◆ **WHAT IS ASKED**
Report how many lines in the material below contain the word "dark". Give only the number.

>> Begin

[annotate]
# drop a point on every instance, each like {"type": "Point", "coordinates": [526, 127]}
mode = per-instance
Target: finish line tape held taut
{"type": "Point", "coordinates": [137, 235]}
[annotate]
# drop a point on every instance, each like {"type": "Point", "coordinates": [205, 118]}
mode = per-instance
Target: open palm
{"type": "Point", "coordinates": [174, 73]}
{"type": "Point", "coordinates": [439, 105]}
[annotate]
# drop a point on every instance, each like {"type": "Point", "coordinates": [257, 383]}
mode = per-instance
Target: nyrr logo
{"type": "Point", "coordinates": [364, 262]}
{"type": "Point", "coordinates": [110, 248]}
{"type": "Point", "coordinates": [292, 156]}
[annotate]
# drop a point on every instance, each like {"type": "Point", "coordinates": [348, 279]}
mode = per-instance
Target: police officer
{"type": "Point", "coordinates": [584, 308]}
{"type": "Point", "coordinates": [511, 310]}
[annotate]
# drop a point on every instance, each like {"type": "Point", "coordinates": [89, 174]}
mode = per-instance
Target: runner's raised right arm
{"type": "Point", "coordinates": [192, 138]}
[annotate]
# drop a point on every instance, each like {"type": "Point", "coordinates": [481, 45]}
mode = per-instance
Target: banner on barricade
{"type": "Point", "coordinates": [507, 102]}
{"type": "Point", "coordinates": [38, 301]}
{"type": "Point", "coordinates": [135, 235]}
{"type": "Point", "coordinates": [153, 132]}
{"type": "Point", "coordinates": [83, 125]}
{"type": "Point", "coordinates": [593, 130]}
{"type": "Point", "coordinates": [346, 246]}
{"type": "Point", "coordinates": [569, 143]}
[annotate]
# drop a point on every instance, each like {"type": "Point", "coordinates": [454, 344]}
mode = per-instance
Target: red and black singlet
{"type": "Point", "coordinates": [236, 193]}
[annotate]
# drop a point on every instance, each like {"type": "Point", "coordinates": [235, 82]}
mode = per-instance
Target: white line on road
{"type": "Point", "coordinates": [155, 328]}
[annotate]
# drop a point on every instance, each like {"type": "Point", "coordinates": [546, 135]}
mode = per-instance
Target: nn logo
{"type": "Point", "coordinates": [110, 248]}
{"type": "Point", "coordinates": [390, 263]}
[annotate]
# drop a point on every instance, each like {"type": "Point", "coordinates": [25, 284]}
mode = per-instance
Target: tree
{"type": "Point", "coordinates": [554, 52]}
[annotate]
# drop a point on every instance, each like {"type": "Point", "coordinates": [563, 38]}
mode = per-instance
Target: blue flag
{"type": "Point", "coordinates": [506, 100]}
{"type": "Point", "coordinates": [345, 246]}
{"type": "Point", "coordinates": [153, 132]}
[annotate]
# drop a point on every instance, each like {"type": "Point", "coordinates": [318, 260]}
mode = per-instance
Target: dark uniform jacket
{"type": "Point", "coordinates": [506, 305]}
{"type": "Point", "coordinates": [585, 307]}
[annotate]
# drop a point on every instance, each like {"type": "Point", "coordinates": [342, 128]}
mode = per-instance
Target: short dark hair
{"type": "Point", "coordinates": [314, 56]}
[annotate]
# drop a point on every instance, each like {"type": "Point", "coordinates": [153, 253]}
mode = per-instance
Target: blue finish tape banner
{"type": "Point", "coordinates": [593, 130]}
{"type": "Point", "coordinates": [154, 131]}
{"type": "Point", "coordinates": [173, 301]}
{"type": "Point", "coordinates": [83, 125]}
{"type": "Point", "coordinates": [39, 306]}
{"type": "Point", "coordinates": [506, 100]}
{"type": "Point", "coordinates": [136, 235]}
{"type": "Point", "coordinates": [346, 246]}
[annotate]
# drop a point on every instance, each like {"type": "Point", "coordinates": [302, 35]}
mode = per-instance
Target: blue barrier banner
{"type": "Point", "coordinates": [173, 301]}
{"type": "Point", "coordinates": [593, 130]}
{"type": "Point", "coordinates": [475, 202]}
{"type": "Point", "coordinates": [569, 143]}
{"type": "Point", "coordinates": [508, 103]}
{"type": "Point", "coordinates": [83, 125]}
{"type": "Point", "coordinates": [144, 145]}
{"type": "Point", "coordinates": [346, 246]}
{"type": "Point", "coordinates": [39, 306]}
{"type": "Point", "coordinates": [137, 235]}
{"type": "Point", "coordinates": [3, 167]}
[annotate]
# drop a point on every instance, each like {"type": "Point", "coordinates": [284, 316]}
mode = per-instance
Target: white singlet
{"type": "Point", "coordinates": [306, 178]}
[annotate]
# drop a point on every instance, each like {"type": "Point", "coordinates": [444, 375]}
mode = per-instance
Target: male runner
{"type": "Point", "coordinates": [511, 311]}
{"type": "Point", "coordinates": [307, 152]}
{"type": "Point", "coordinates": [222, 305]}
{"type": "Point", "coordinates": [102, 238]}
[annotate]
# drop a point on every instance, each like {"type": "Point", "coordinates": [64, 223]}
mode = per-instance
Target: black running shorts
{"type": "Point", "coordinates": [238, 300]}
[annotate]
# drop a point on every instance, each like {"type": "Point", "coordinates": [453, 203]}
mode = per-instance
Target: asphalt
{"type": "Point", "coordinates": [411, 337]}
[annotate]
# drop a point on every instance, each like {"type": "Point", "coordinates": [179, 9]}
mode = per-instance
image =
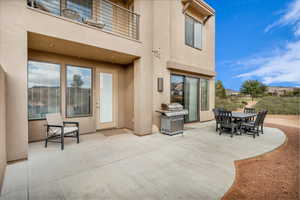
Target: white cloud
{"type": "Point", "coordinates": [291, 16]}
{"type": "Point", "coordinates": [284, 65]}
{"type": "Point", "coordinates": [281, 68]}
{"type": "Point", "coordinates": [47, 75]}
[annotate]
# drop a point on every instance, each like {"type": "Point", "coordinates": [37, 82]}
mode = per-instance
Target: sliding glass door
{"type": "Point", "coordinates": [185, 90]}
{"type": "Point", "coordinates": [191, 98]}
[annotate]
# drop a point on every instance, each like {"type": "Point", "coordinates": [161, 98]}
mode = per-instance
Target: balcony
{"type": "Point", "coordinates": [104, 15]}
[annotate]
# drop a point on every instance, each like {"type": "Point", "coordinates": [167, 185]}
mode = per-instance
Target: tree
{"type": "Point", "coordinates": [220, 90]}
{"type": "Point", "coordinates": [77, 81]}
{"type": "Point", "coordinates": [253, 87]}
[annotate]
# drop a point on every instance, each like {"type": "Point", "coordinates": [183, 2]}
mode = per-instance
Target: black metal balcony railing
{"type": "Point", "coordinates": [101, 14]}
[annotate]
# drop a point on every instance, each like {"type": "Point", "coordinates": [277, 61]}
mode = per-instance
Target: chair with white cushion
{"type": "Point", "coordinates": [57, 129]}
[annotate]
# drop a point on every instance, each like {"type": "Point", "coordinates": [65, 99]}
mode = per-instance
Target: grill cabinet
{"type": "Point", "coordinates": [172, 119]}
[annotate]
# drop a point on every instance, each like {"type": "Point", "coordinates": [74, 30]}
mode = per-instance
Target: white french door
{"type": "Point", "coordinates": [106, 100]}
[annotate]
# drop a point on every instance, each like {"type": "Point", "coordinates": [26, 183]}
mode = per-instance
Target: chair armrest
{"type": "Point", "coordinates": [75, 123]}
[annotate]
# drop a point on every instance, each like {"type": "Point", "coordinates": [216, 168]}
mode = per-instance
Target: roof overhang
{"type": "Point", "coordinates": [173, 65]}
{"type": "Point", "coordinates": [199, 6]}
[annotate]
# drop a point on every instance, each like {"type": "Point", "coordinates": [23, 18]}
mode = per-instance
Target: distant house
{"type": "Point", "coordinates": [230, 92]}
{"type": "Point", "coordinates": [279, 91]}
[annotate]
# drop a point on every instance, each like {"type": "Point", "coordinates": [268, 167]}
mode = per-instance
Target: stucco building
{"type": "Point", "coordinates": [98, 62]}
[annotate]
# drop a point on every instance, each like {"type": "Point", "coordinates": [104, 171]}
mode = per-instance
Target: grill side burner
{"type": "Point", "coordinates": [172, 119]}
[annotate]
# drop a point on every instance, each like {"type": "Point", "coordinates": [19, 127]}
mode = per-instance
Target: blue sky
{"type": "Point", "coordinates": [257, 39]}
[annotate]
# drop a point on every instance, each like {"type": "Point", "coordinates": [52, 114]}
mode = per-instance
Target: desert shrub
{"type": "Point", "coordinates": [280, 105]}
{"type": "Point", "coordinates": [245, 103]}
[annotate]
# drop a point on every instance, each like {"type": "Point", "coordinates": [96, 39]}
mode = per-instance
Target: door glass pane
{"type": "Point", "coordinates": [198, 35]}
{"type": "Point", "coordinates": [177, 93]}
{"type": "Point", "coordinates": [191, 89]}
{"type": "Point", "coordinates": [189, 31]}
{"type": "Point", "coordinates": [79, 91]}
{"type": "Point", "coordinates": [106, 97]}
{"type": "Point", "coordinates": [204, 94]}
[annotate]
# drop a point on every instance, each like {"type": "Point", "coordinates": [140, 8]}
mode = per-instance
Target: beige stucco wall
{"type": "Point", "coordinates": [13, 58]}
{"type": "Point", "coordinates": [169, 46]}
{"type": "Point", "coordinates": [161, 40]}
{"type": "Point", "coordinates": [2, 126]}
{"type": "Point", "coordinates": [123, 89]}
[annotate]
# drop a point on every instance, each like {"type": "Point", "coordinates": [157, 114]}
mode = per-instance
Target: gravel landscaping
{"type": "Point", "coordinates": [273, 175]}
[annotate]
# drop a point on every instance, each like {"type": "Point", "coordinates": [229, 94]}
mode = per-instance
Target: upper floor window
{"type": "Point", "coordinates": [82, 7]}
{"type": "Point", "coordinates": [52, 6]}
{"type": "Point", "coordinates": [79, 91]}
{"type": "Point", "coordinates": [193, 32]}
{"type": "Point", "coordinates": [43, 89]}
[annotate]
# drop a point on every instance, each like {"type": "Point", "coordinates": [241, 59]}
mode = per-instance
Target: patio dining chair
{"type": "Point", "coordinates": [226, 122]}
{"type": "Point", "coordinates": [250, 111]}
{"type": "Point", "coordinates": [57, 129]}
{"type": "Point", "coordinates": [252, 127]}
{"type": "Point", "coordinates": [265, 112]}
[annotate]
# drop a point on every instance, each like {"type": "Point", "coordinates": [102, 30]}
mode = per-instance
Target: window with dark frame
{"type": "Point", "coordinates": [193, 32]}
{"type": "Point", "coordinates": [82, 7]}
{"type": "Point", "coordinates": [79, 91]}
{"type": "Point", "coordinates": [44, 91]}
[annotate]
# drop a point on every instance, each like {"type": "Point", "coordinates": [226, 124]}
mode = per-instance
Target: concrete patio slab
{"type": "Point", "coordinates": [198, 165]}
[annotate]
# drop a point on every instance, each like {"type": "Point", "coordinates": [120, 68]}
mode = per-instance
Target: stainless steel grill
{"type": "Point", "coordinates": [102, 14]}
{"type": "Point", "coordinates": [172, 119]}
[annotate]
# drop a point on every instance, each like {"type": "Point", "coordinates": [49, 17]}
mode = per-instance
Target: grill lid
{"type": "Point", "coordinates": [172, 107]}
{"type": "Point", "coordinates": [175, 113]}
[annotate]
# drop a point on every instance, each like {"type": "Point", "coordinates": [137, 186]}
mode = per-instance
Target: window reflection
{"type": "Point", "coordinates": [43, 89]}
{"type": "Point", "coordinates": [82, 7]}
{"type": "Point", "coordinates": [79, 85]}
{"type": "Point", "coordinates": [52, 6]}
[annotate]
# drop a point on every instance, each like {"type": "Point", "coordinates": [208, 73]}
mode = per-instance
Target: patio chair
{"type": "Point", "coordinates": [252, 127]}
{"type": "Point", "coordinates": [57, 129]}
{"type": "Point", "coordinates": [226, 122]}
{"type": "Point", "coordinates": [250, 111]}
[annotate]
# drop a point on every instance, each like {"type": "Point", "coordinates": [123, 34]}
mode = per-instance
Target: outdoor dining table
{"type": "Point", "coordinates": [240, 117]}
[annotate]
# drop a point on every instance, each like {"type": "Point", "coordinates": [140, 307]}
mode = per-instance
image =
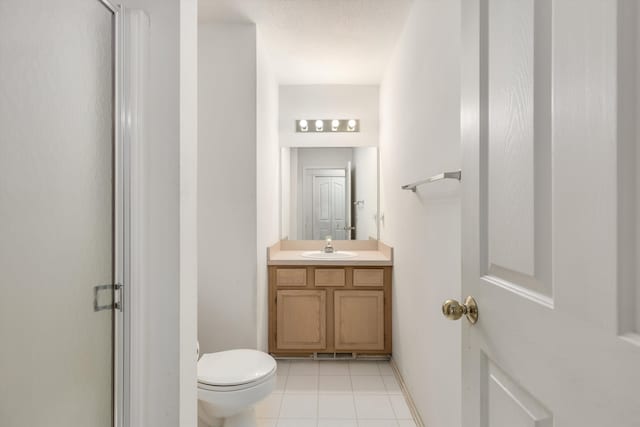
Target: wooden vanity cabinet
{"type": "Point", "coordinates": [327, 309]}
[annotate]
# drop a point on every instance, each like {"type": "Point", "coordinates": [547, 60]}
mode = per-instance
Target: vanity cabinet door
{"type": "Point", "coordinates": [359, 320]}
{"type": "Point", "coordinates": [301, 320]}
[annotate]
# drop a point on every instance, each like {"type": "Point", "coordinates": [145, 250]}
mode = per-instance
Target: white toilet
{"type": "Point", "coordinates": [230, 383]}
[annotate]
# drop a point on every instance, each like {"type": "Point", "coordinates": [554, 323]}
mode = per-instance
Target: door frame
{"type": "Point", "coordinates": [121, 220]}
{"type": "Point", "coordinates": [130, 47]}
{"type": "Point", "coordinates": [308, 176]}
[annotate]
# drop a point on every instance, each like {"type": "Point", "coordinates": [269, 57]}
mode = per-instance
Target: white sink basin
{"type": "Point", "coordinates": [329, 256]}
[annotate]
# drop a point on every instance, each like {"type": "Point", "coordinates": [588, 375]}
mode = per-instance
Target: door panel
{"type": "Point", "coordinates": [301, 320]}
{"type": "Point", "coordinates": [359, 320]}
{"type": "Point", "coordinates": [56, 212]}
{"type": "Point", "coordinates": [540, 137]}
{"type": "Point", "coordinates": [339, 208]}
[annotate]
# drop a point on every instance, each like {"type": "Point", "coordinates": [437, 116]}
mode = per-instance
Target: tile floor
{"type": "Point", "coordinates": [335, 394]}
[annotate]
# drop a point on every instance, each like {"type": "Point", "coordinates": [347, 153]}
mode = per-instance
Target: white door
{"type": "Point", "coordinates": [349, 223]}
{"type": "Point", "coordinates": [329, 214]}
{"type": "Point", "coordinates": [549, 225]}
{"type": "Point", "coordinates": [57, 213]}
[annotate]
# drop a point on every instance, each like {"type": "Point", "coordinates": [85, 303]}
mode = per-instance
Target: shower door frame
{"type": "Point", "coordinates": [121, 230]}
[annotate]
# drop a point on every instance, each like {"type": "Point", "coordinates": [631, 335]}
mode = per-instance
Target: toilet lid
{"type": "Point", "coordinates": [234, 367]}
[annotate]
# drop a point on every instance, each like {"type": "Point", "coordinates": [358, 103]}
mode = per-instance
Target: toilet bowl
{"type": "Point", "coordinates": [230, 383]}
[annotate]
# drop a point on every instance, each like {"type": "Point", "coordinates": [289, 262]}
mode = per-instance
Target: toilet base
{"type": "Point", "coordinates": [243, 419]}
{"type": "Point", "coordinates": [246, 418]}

>> End

◆ **RESULT FOR THIS EXERCISE**
3